**EXERCISE A**. Render the rows that follow the forum thread as a numbered list, from the first row down to the line containing "[409,86,414,109]", both ends included, with blank lines omitted. Leave the pictures out of the answer.

**PROVIDED TEXT**.
• • • • •

# [APP MOD] Inverted Exchange Bypass Email 4.2.x



## cobjones (Jun 21, 2011)

Here is the most up to date Inverted Exchange Security Bypass Email modded apk out there. This allows you to use your corporate email without using a security pin. It is also the only 4.2.2 that is also inverted.

I was looking for this, and couldn't find one compiled for easy use, so just put it together for those flashers that couldn't/didn't want to put it together.

This was tested on CM 10.1 and AOKP JB. It should work on any AOSP JB ROM. Please let me know if it works for you.
If you are on a non aosp rom, then you will need to remove your email and exchange, and then flash this.

I need to thank teamBaked over at Rootz for the inverted email 4.2.2 (http://rootzwiki.com....glemusic45914/), and rustamabd for the hacked libs and script file (http://forum.xda-dev.....php?t=1117452)

My original post from xda; http://forum.xda-dev...d.php?t=2291151

Flash in recovery.. I am not responsible for blah blah blah.

https://www.box.com/...7l89w7147u86ld2


----------



## FelixCited (Jun 12, 2013)

Is there also a mod to stop the exchange admin from being able to remotely wipe your device?


----------



## cobjones (Jun 21, 2011)

FelixCited said:


> Is there also a mod to stop the exchange admin from being able to remotely wipe your device?


Someone can correct me if I'm wrong, but I don't think they can with this mod... I think it just shows the warning.


----------

• • • • •

**EXERCISE MATERIALS**.

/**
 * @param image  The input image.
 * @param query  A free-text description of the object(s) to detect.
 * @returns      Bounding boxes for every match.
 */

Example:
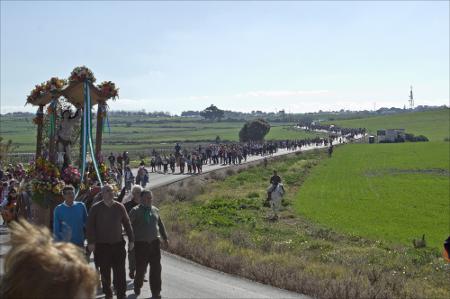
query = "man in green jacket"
[130,190,168,298]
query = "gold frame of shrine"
[25,68,115,163]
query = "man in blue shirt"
[53,186,87,248]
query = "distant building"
[377,129,405,142]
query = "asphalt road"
[0,138,360,298]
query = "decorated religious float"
[26,66,118,226]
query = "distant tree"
[239,119,270,142]
[200,105,224,121]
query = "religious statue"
[57,108,81,166]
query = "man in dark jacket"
[130,190,168,299]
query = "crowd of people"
[0,185,168,298]
[107,137,343,191]
[0,132,352,298]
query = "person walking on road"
[87,185,134,299]
[53,186,87,248]
[124,185,143,279]
[267,170,281,201]
[130,190,168,299]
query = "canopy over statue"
[26,66,118,225]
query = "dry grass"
[155,152,450,298]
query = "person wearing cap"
[130,190,168,299]
[86,185,134,299]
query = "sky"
[0,1,449,114]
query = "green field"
[296,142,450,247]
[160,151,450,298]
[1,116,323,152]
[327,108,450,141]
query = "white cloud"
[234,90,328,98]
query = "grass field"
[1,116,323,152]
[155,152,450,298]
[296,142,450,248]
[328,108,450,141]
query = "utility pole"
[409,86,414,109]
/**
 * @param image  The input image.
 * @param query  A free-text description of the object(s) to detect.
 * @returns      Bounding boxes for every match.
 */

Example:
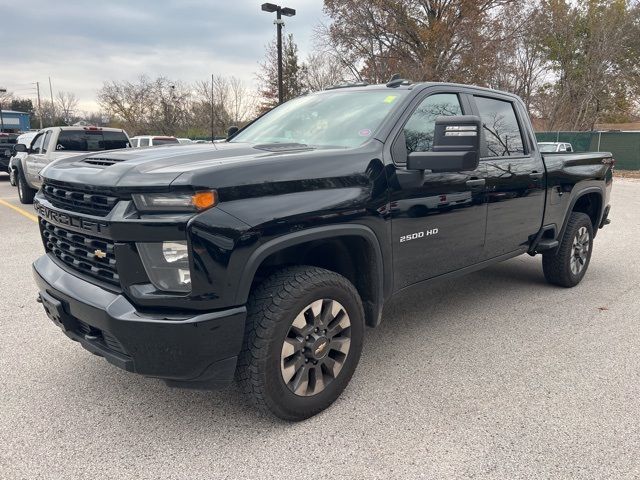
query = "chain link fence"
[536,132,640,170]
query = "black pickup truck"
[33,80,613,420]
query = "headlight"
[136,242,191,292]
[132,190,218,212]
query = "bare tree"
[318,0,523,84]
[192,75,256,135]
[98,75,154,135]
[303,51,353,92]
[55,92,78,125]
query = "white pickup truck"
[14,127,131,203]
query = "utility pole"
[276,7,284,103]
[36,82,42,130]
[0,88,7,133]
[49,77,55,111]
[211,73,219,143]
[262,3,296,103]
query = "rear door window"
[404,93,462,153]
[31,132,44,153]
[475,97,525,157]
[42,130,52,153]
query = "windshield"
[230,90,407,147]
[56,130,129,152]
[538,143,558,153]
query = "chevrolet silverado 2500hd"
[33,81,613,420]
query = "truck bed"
[542,152,615,235]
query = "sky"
[0,0,327,111]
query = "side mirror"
[227,125,240,138]
[407,115,482,173]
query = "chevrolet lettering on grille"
[33,201,109,233]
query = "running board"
[536,238,560,252]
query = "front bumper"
[33,255,247,388]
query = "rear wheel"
[17,167,36,204]
[542,212,593,287]
[237,267,364,420]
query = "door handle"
[467,178,487,188]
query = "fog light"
[162,242,189,263]
[136,242,191,292]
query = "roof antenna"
[387,73,411,88]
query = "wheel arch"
[558,187,605,238]
[235,224,384,326]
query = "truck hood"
[40,143,312,190]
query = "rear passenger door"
[473,95,545,260]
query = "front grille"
[77,320,127,355]
[40,219,120,285]
[42,183,118,217]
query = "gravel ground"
[0,176,640,479]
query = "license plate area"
[40,292,73,331]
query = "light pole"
[262,3,296,103]
[0,88,5,133]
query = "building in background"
[0,110,31,133]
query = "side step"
[536,238,560,252]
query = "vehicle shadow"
[51,258,553,430]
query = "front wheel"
[237,267,364,421]
[542,212,593,287]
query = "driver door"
[389,92,487,290]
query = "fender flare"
[235,224,385,326]
[558,187,606,239]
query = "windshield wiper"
[253,143,314,152]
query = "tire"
[17,167,36,204]
[542,212,593,288]
[236,266,364,421]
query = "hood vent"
[82,157,124,167]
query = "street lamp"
[0,88,5,133]
[262,3,296,103]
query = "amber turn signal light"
[191,190,218,210]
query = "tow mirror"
[227,125,240,138]
[407,115,482,173]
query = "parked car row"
[5,126,208,203]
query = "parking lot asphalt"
[0,175,640,479]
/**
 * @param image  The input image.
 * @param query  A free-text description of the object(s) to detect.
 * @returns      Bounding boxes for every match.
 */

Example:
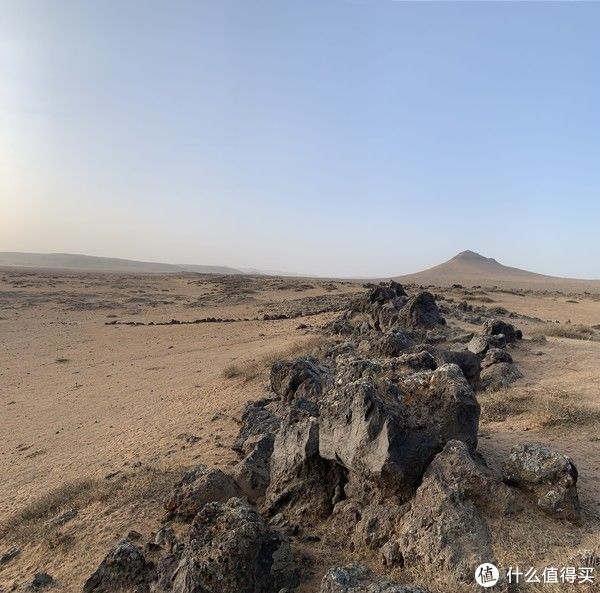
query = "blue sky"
[0,0,600,277]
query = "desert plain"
[0,256,600,593]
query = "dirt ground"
[0,270,600,592]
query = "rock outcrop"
[165,465,242,521]
[83,539,155,593]
[155,498,298,593]
[502,443,580,521]
[319,564,426,593]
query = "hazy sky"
[0,0,600,277]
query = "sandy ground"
[0,270,600,591]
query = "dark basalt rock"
[502,443,580,522]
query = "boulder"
[319,365,479,499]
[165,464,242,521]
[319,564,426,593]
[352,501,410,550]
[264,409,345,518]
[398,291,446,329]
[83,539,155,593]
[481,348,512,368]
[375,330,414,356]
[467,334,506,358]
[335,356,384,385]
[483,319,523,344]
[481,362,523,391]
[502,443,580,522]
[233,398,280,454]
[396,443,494,590]
[398,364,480,450]
[162,498,298,593]
[319,380,420,491]
[271,358,330,402]
[233,434,275,502]
[30,572,54,591]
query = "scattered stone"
[271,358,328,401]
[481,362,523,391]
[433,347,481,388]
[127,529,142,541]
[398,292,446,329]
[265,409,345,518]
[83,539,155,593]
[233,434,275,502]
[165,464,242,521]
[319,564,426,593]
[481,348,512,368]
[502,443,580,522]
[483,319,523,344]
[31,572,54,589]
[467,334,506,358]
[375,330,414,356]
[0,546,21,566]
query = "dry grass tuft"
[0,478,114,540]
[221,336,326,383]
[480,389,534,422]
[528,323,600,341]
[0,467,180,550]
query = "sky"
[0,0,600,278]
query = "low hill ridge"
[395,250,600,292]
[0,252,244,274]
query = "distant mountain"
[0,252,244,274]
[396,251,600,292]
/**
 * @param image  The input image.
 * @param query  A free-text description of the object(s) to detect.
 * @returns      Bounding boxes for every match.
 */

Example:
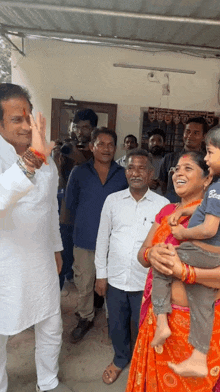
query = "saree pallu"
[126,301,220,392]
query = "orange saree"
[126,205,220,392]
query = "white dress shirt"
[95,188,169,291]
[0,136,63,335]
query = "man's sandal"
[102,362,122,384]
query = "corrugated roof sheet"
[0,0,220,57]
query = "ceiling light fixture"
[113,63,196,75]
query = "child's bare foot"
[151,327,171,347]
[151,314,171,347]
[168,349,208,377]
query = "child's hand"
[168,209,183,226]
[171,225,187,240]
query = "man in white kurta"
[0,84,70,392]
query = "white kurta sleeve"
[0,163,34,217]
[50,159,63,252]
[95,195,112,279]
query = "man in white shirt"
[116,135,138,167]
[0,83,71,392]
[95,149,169,384]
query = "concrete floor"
[7,283,129,392]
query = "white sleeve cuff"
[96,267,108,279]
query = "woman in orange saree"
[126,153,220,392]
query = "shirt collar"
[123,188,154,201]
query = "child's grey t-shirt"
[188,178,220,246]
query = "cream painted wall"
[12,39,220,158]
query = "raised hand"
[30,113,54,158]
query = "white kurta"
[0,136,62,335]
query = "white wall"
[12,39,220,158]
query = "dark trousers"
[106,285,143,369]
[59,223,73,290]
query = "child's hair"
[179,151,209,177]
[205,125,220,149]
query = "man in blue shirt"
[66,128,127,343]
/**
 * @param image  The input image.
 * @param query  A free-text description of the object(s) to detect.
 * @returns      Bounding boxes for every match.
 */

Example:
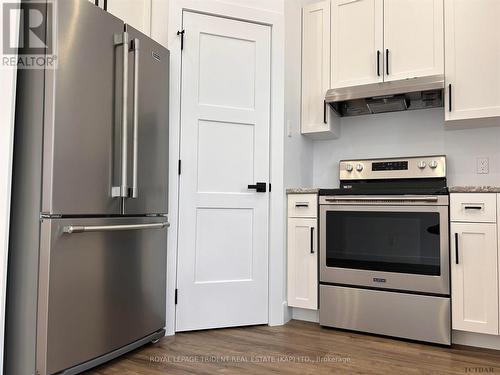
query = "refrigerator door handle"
[132,38,139,198]
[111,31,130,198]
[63,221,170,234]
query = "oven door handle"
[325,197,438,203]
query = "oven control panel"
[339,155,446,180]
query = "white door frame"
[166,0,288,335]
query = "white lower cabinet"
[451,223,498,335]
[288,194,318,310]
[450,193,500,335]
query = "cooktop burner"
[319,156,448,195]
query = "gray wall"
[313,108,500,187]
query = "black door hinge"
[177,30,186,51]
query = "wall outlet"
[476,158,490,174]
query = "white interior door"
[176,12,271,331]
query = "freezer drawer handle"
[132,39,139,198]
[63,221,170,234]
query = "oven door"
[320,204,450,295]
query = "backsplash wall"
[313,108,500,187]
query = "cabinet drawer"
[450,193,497,223]
[288,194,318,218]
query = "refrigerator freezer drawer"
[37,217,167,374]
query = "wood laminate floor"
[87,321,500,375]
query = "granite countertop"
[286,188,319,194]
[450,186,500,193]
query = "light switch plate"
[476,157,490,174]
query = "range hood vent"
[325,75,444,117]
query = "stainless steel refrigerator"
[5,0,169,375]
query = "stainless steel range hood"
[325,75,444,116]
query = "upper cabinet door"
[108,0,151,36]
[331,0,384,88]
[445,0,500,121]
[384,0,444,81]
[302,1,330,134]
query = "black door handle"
[377,51,380,77]
[323,100,328,124]
[311,227,314,254]
[448,83,451,112]
[385,49,389,75]
[248,182,267,193]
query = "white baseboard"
[292,307,319,323]
[451,331,500,350]
[291,307,500,350]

• • • • •

**EXERCISE B**. Name every user or team that the forum thread mentions.

**RESPONSE A**.
1. /**
2.  * @param image  The input image.
3.  * @param query  A free-text description of the object(s) to detect.
4.  * @returns      Bounding boxes for every match.
5.  */
6. Example:
7. query = "man in green jacket"
8. [130,190,168,298]
9. query = "gold frame of shrine"
10. [25,68,115,163]
11. query = "man in blue shirt"
12. [53,186,87,248]
13. query = "distant building"
14. [377,129,405,142]
15. query = "asphalt road"
16. [0,138,360,298]
17. query = "decorated religious float"
18. [26,66,118,226]
19. query = "distant tree"
20. [239,119,270,142]
21. [200,105,224,121]
22. query = "religious statue"
23. [57,108,81,166]
24. query = "man in dark jacket"
25. [130,190,168,299]
26. query = "crowd of people"
27. [0,185,168,298]
28. [107,137,343,191]
29. [0,132,352,298]
30. query = "person walking on road"
31. [87,185,134,299]
32. [53,186,87,248]
33. [124,185,143,279]
34. [267,170,281,201]
35. [130,190,168,299]
36. query = "canopy over statue"
37. [26,66,118,225]
38. query = "dry grass"
39. [155,152,450,298]
40. query = "person wearing cap"
41. [130,190,168,299]
42. [86,185,134,299]
43. query = "sky"
44. [0,1,449,114]
45. query = "green field"
46. [296,142,450,247]
47. [160,151,450,298]
48. [1,116,323,152]
49. [327,108,450,141]
50. query = "white cloud"
51. [234,90,328,98]
52. query = "grass field"
53. [1,116,323,152]
54. [155,152,450,298]
55. [296,142,450,248]
56. [328,108,450,141]
57. query = "utility pole"
58. [409,86,414,109]

**RESPONSE B**.
cobjones
FelixCited
teamBaked
rustamabd